> [DESCRIPTION OF THE TASK]
All of the data below should be copied exactly as it stands.

▼▼▼

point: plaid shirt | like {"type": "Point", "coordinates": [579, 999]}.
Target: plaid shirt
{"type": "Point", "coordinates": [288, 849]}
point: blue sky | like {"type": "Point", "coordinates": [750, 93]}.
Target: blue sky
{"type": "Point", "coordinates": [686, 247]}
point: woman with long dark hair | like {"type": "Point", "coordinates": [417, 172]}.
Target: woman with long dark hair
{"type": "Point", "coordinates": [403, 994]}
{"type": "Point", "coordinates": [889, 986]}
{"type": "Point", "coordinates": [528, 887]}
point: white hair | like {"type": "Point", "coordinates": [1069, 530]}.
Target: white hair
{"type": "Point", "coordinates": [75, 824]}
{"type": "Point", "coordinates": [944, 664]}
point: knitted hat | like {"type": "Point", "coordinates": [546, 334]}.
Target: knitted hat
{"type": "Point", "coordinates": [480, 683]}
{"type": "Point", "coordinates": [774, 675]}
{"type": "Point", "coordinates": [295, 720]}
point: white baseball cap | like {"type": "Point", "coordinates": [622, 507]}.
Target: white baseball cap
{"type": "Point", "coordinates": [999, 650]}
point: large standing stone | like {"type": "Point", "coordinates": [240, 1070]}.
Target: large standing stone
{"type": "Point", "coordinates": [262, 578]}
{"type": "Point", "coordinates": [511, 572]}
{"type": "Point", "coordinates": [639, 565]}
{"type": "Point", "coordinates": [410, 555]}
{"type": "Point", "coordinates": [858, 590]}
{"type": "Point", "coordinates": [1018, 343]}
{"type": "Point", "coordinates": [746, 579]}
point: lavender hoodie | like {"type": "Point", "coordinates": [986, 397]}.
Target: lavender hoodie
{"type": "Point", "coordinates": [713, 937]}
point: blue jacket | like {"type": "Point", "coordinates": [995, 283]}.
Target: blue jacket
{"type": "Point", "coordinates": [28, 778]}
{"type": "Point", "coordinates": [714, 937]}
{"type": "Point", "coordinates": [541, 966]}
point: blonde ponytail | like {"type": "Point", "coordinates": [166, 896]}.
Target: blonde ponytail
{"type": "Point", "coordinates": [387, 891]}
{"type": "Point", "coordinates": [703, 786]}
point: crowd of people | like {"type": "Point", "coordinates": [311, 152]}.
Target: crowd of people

▲▲▲

> [ANSWER BOX]
point: plaid shirt | like {"type": "Point", "coordinates": [579, 999]}.
Target: plaid shirt
{"type": "Point", "coordinates": [288, 849]}
point: blue sky | like {"type": "Point", "coordinates": [750, 93]}.
Target: blue sky
{"type": "Point", "coordinates": [686, 247]}
point: woman with long dark hair | like {"type": "Point", "coordinates": [417, 172]}.
Target: woman with long dark hair
{"type": "Point", "coordinates": [403, 994]}
{"type": "Point", "coordinates": [889, 986]}
{"type": "Point", "coordinates": [528, 887]}
point: white hair | like {"type": "Point", "coordinates": [1069, 530]}.
Target: white hair
{"type": "Point", "coordinates": [75, 824]}
{"type": "Point", "coordinates": [944, 664]}
point: knitted hat | like {"type": "Point", "coordinates": [546, 334]}.
Target: knitted hat
{"type": "Point", "coordinates": [480, 683]}
{"type": "Point", "coordinates": [774, 675]}
{"type": "Point", "coordinates": [295, 720]}
point: white baseball cap | like {"type": "Point", "coordinates": [622, 507]}.
Target: white baseball cap
{"type": "Point", "coordinates": [999, 650]}
point: large standing stone | like {"type": "Point", "coordinates": [240, 1070]}.
Target: large standing stone
{"type": "Point", "coordinates": [262, 578]}
{"type": "Point", "coordinates": [511, 572]}
{"type": "Point", "coordinates": [639, 565]}
{"type": "Point", "coordinates": [410, 555]}
{"type": "Point", "coordinates": [858, 590]}
{"type": "Point", "coordinates": [1018, 343]}
{"type": "Point", "coordinates": [746, 579]}
point: lavender hoodie | like {"type": "Point", "coordinates": [986, 397]}.
Target: lavender hoodie
{"type": "Point", "coordinates": [713, 937]}
point: blue jacket | like {"type": "Point", "coordinates": [995, 283]}.
Target: blue jacket
{"type": "Point", "coordinates": [28, 778]}
{"type": "Point", "coordinates": [714, 937]}
{"type": "Point", "coordinates": [541, 966]}
point: blonde ponytail | like {"type": "Point", "coordinates": [166, 896]}.
Target: blonde ponytail
{"type": "Point", "coordinates": [387, 891]}
{"type": "Point", "coordinates": [703, 786]}
point: crowd of people | like {"type": "Point", "coordinates": [311, 152]}.
Target: crowd of people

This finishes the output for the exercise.